## Objective
Which lines in the data below contain the string "garage"? Copy each of them in full, matching case exactly.
-- Start Record list --
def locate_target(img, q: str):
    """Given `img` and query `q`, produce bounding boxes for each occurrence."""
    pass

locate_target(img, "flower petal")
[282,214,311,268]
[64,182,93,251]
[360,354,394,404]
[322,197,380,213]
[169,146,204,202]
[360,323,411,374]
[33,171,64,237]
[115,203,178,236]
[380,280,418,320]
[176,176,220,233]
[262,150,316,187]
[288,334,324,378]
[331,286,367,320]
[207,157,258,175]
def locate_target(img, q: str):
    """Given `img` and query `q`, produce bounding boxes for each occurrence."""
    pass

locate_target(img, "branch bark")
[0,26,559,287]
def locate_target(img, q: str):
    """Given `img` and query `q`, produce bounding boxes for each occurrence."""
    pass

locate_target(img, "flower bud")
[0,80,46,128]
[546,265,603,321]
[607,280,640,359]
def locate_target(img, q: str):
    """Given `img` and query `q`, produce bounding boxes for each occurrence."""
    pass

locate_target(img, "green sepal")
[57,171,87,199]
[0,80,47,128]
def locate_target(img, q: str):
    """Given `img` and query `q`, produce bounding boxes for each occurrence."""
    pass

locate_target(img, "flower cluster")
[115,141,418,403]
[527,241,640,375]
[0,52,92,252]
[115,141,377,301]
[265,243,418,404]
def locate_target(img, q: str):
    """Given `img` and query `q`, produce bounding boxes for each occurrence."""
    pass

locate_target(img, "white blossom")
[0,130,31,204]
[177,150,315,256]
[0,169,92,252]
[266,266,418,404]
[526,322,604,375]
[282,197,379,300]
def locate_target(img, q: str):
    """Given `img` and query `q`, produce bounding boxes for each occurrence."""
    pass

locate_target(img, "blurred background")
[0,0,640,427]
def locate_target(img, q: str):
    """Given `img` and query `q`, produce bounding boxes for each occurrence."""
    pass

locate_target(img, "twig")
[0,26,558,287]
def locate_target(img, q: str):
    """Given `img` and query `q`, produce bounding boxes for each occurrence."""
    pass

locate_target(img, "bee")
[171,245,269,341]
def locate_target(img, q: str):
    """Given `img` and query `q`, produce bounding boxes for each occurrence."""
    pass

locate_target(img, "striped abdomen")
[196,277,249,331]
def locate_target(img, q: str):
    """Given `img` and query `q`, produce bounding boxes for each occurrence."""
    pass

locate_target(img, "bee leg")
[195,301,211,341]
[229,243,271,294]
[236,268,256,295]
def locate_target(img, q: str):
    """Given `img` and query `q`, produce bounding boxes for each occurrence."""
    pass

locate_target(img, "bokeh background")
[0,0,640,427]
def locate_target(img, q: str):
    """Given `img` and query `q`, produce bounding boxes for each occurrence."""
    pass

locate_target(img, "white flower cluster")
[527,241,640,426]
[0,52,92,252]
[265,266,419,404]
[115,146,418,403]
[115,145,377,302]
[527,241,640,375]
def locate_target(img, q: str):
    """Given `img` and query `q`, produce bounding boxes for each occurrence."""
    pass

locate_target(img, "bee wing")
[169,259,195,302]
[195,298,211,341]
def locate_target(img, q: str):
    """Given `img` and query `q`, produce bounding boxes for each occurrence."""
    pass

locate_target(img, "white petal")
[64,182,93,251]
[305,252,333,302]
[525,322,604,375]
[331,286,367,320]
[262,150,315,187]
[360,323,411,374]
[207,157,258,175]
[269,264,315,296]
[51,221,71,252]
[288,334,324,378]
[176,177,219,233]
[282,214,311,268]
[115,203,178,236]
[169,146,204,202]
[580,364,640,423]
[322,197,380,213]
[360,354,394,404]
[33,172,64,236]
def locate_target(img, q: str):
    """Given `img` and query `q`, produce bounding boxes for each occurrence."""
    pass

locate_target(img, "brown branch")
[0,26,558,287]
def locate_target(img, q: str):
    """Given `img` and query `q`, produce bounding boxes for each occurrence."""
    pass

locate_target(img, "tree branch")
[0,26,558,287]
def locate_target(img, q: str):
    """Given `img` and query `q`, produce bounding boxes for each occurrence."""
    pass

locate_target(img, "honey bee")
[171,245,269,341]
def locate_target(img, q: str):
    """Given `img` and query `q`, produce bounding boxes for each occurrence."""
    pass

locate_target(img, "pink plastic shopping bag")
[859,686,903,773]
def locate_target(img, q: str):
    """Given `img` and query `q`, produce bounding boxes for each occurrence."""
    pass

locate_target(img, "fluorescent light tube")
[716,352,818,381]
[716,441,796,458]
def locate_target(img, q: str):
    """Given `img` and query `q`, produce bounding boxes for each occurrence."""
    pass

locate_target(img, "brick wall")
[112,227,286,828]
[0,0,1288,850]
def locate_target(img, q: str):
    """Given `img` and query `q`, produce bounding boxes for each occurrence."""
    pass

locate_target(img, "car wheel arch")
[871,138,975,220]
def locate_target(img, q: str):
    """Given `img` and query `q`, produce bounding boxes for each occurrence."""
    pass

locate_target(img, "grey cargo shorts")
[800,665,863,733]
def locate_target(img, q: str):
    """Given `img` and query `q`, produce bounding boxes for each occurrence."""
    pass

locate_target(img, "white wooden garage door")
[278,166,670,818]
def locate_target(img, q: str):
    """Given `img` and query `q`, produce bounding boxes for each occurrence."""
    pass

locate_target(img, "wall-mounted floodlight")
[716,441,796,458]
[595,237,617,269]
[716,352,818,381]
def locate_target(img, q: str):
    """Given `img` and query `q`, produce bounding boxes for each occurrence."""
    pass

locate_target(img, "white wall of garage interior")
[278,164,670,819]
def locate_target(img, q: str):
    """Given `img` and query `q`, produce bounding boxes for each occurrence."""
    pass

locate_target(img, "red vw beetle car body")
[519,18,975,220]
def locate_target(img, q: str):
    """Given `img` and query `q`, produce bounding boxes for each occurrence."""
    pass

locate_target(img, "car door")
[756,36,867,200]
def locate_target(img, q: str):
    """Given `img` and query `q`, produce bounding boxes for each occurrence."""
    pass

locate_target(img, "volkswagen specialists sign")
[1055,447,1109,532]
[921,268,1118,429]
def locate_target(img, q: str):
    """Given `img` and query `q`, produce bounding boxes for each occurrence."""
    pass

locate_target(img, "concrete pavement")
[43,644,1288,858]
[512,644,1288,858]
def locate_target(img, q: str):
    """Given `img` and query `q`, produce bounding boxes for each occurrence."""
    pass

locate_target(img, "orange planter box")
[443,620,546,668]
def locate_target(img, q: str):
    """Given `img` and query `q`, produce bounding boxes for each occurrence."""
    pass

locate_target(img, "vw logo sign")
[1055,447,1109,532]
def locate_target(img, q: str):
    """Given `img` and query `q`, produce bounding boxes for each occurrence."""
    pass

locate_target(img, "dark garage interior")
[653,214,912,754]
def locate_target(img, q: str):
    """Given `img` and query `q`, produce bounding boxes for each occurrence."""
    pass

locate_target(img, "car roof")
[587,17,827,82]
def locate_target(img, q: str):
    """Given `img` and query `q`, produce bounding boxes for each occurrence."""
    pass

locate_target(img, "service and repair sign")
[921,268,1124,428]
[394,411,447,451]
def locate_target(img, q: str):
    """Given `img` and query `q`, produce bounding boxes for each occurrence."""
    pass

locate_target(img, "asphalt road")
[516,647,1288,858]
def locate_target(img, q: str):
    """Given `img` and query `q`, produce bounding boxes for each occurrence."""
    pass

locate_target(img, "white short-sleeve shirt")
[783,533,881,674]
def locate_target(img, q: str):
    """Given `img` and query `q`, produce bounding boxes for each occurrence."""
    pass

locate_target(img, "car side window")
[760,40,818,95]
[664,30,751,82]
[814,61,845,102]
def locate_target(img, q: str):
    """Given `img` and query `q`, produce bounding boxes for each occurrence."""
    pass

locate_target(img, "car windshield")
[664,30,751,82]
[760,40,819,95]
-- End Record list --
## Task solution
locate_target(img, "white wooden garage door")
locate_target(img, "white wall of garage interior")
locate_target(img, "dark garage interior")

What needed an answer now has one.